▶ _AIM_
Copy out every line of the material below, scaling each coordinate in the answers by 0.95 and rounding to whole numbers, with halves rounded up. Keep all other lines unchanged.

▶ _DATASET ROWS_
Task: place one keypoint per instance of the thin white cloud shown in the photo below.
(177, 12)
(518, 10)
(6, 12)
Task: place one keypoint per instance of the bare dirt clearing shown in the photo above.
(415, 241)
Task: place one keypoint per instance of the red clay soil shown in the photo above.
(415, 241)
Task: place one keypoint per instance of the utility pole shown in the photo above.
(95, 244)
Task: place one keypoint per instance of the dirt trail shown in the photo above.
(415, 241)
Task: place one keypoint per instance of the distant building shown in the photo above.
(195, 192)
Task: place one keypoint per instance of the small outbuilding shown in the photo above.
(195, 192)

▶ _CORRECT ANSWER_
Task: place one keypoint per instance of the thin white cloud shown in the photo below.
(168, 11)
(492, 10)
(6, 11)
Task: place one keypoint per instance of the bare dirt clearing shown in the photo above.
(394, 229)
Task: place one keypoint per instance of the red clay soil shown in the photo above.
(394, 229)
Task: place one keypoint per instance of the utility pole shown in the photo above.
(90, 232)
Task: place one keypoint per instance of the dirt trail shown in the photo above.
(394, 229)
Task: place one keypoint per instance of the distant building shown in the photo above.
(185, 182)
Task: place one keypoint per instance of the small outbuilding shown in the photo above.
(185, 182)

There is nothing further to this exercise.